▶ _Work instructions_
Reproduce the data verbatim, beginning with the line that contains "of the wide-brim" and continuing through the final line of the data.

▶ _Rows_
··········
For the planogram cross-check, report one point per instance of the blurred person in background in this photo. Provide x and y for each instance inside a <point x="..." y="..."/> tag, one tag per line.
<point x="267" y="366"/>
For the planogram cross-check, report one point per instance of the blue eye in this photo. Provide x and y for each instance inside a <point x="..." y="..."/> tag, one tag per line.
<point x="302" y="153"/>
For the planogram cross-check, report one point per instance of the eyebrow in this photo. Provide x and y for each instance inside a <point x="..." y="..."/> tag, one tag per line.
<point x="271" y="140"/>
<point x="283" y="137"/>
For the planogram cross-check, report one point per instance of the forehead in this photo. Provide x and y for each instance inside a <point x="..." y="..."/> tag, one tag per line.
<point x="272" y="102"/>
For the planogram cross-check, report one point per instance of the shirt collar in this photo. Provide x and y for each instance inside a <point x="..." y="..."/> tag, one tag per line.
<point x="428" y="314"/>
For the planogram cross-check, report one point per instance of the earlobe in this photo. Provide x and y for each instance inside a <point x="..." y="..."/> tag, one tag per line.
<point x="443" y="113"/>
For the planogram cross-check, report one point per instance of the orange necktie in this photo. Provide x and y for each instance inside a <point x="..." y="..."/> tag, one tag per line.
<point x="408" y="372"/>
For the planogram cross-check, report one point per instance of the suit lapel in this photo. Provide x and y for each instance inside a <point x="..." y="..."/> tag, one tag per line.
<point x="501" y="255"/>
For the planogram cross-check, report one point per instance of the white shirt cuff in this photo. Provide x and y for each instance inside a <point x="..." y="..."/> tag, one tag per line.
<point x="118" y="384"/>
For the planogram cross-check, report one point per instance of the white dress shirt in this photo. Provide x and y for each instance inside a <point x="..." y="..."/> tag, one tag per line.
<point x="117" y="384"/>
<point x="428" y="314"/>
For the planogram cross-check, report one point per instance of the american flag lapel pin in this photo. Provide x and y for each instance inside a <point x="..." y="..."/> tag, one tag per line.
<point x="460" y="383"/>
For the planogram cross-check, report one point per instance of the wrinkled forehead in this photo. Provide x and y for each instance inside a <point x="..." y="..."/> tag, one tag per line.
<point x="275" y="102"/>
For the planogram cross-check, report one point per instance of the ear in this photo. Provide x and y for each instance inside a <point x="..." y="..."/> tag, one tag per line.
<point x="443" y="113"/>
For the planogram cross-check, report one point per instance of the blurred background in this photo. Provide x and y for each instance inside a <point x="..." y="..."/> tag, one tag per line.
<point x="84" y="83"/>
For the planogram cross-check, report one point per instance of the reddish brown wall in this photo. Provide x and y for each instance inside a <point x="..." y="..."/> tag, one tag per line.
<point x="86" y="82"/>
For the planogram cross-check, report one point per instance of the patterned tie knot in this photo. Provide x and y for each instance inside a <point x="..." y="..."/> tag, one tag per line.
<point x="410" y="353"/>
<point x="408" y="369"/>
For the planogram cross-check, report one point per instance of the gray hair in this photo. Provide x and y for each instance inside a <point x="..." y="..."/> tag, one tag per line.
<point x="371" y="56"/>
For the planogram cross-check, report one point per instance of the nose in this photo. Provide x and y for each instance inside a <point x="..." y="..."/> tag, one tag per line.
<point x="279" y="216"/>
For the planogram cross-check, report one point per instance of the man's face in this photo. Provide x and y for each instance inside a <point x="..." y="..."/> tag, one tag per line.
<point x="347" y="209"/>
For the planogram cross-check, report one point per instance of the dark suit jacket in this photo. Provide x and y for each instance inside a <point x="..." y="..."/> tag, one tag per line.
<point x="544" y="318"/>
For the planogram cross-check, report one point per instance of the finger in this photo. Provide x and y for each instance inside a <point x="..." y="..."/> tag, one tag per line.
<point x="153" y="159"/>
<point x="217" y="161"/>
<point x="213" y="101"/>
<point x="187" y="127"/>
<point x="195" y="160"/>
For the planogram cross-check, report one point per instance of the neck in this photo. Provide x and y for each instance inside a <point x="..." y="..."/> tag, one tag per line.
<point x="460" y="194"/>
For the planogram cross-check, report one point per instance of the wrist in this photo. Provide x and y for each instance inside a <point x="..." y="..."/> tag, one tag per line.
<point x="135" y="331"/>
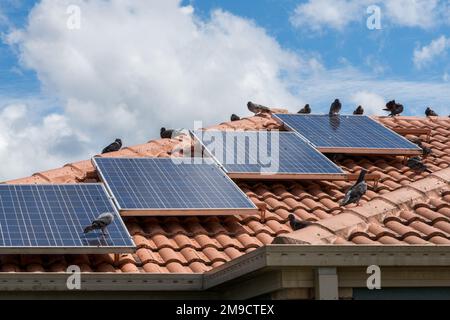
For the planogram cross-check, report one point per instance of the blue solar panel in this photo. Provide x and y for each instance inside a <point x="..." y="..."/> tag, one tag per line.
<point x="345" y="131"/>
<point x="51" y="218"/>
<point x="169" y="185"/>
<point x="265" y="152"/>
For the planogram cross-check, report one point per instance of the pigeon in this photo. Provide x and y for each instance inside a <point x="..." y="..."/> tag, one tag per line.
<point x="235" y="117"/>
<point x="101" y="222"/>
<point x="426" y="151"/>
<point x="115" y="146"/>
<point x="355" y="193"/>
<point x="416" y="164"/>
<point x="394" y="107"/>
<point x="390" y="105"/>
<point x="335" y="121"/>
<point x="359" y="111"/>
<point x="169" y="133"/>
<point x="297" y="224"/>
<point x="335" y="107"/>
<point x="430" y="113"/>
<point x="257" y="108"/>
<point x="306" y="109"/>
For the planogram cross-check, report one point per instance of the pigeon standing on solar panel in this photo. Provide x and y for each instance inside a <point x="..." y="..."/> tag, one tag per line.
<point x="430" y="113"/>
<point x="335" y="107"/>
<point x="257" y="108"/>
<point x="416" y="164"/>
<point x="115" y="146"/>
<point x="359" y="111"/>
<point x="297" y="224"/>
<point x="306" y="109"/>
<point x="355" y="193"/>
<point x="235" y="117"/>
<point x="101" y="222"/>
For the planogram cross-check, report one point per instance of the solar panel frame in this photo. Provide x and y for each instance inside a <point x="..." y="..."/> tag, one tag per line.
<point x="381" y="150"/>
<point x="127" y="244"/>
<point x="174" y="211"/>
<point x="338" y="174"/>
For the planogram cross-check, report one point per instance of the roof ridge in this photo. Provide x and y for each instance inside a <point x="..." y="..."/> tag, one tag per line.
<point x="358" y="218"/>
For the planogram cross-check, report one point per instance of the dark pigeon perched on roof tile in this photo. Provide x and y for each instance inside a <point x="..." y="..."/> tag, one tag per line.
<point x="355" y="193"/>
<point x="297" y="224"/>
<point x="305" y="110"/>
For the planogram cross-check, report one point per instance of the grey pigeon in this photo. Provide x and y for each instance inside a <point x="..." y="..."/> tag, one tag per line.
<point x="257" y="108"/>
<point x="115" y="146"/>
<point x="426" y="151"/>
<point x="335" y="121"/>
<point x="306" y="109"/>
<point x="359" y="111"/>
<point x="235" y="117"/>
<point x="335" y="107"/>
<point x="430" y="113"/>
<point x="390" y="105"/>
<point x="355" y="193"/>
<point x="416" y="164"/>
<point x="394" y="107"/>
<point x="169" y="133"/>
<point x="101" y="222"/>
<point x="297" y="224"/>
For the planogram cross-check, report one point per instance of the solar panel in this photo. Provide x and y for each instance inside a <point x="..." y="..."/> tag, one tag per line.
<point x="51" y="219"/>
<point x="170" y="186"/>
<point x="347" y="134"/>
<point x="259" y="154"/>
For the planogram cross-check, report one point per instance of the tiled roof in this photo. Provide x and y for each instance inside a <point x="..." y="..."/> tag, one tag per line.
<point x="405" y="208"/>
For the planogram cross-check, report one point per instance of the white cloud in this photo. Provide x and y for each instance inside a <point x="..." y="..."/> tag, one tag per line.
<point x="336" y="14"/>
<point x="317" y="15"/>
<point x="371" y="102"/>
<point x="345" y="83"/>
<point x="428" y="53"/>
<point x="414" y="13"/>
<point x="137" y="65"/>
<point x="27" y="144"/>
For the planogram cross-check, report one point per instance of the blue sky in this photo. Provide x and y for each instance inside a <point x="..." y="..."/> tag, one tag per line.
<point x="136" y="65"/>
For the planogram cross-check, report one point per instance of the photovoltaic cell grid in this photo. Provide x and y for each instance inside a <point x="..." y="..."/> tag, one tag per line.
<point x="49" y="218"/>
<point x="164" y="184"/>
<point x="265" y="152"/>
<point x="345" y="131"/>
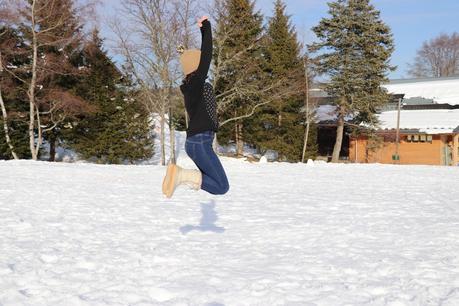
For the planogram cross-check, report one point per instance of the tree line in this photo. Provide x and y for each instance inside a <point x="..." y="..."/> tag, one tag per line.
<point x="59" y="87"/>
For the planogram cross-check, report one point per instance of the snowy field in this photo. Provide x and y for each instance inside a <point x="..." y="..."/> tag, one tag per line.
<point x="285" y="234"/>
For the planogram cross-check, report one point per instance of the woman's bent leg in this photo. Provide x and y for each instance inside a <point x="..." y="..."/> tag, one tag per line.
<point x="214" y="178"/>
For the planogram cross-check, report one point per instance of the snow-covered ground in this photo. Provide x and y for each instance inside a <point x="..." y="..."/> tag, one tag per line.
<point x="285" y="234"/>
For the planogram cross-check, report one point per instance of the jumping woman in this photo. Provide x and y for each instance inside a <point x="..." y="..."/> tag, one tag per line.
<point x="201" y="107"/>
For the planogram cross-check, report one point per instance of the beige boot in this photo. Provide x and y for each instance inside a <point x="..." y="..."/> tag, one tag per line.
<point x="176" y="176"/>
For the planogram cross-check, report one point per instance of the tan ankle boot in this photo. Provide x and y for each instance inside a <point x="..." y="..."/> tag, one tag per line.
<point x="176" y="176"/>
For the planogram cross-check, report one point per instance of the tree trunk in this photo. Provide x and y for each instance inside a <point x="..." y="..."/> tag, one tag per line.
<point x="339" y="138"/>
<point x="52" y="147"/>
<point x="171" y="130"/>
<point x="5" y="127"/>
<point x="305" y="144"/>
<point x="31" y="90"/>
<point x="239" y="140"/>
<point x="162" y="136"/>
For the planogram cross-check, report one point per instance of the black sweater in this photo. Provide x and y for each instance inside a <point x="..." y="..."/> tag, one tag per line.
<point x="199" y="95"/>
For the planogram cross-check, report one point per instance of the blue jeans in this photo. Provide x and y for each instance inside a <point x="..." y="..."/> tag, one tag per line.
<point x="199" y="149"/>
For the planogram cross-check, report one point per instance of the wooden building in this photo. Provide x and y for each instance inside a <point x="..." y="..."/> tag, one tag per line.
<point x="428" y="128"/>
<point x="428" y="137"/>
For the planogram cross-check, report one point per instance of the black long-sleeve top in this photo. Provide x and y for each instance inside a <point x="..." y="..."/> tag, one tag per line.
<point x="199" y="95"/>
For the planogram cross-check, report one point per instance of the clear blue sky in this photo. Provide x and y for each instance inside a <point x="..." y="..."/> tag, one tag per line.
<point x="412" y="21"/>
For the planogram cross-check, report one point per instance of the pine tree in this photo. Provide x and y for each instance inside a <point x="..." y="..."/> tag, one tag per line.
<point x="357" y="47"/>
<point x="280" y="125"/>
<point x="238" y="74"/>
<point x="117" y="130"/>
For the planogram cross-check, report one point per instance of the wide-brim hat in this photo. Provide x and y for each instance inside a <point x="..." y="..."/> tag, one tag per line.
<point x="190" y="60"/>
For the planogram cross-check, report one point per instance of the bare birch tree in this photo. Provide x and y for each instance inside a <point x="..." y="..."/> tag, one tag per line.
<point x="438" y="57"/>
<point x="7" y="17"/>
<point x="148" y="42"/>
<point x="46" y="27"/>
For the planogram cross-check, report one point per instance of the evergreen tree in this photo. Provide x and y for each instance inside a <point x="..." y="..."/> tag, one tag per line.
<point x="357" y="47"/>
<point x="117" y="129"/>
<point x="280" y="125"/>
<point x="238" y="74"/>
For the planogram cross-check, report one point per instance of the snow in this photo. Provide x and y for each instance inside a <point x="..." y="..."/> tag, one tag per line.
<point x="445" y="90"/>
<point x="285" y="234"/>
<point x="439" y="121"/>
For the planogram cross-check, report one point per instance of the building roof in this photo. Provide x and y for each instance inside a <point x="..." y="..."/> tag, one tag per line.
<point x="440" y="90"/>
<point x="435" y="121"/>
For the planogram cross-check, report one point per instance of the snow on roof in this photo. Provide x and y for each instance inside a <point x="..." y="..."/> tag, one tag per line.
<point x="438" y="121"/>
<point x="442" y="90"/>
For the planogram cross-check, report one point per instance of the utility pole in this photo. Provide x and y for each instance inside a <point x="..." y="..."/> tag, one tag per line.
<point x="396" y="156"/>
<point x="306" y="133"/>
··········
▶ _Problem solution_
For the planogram cross-check, report one point per instance of the wide-brim hat in this photo. Provide x and y for each instance inside a <point x="..." y="..."/> tag, one tag per line.
<point x="190" y="60"/>
For the planogram cross-check, report one point per instance of the bare birch tree in this photo. Provide x and y for each instance inside a <point x="..." y="..."/> tag, one tag per line.
<point x="438" y="57"/>
<point x="7" y="17"/>
<point x="148" y="42"/>
<point x="46" y="27"/>
For the planogram cross-check, report one point per instance of the evergreen tree in this photo. Provide x and y for each instance inside a <point x="..." y="..."/> tag, one tag per line.
<point x="357" y="47"/>
<point x="117" y="129"/>
<point x="280" y="125"/>
<point x="238" y="74"/>
For the planogram cross-check, report one point per instance of the snow in this photo. Provide x and y for each instance inside a <point x="..." y="..."/> tag, one tag per line.
<point x="445" y="90"/>
<point x="285" y="234"/>
<point x="439" y="121"/>
For the planogram cross-check, report one point per instance of the building roof in this photo. Provide x and y for each instance inside a <point x="..." y="..."/> tag, one tag per line.
<point x="440" y="90"/>
<point x="435" y="121"/>
For the planogram cross-check, report one point per instance of the snow on roof in this photo. Provide x and y for each instance inside a <point x="..." y="..."/> tag, one tag per line.
<point x="438" y="121"/>
<point x="442" y="90"/>
For the planogram cross-check, report one point per instance of the utility pole in this photo. Provide x and y for each instance inside a <point x="..." y="..."/> tag, one tag per line.
<point x="396" y="156"/>
<point x="306" y="133"/>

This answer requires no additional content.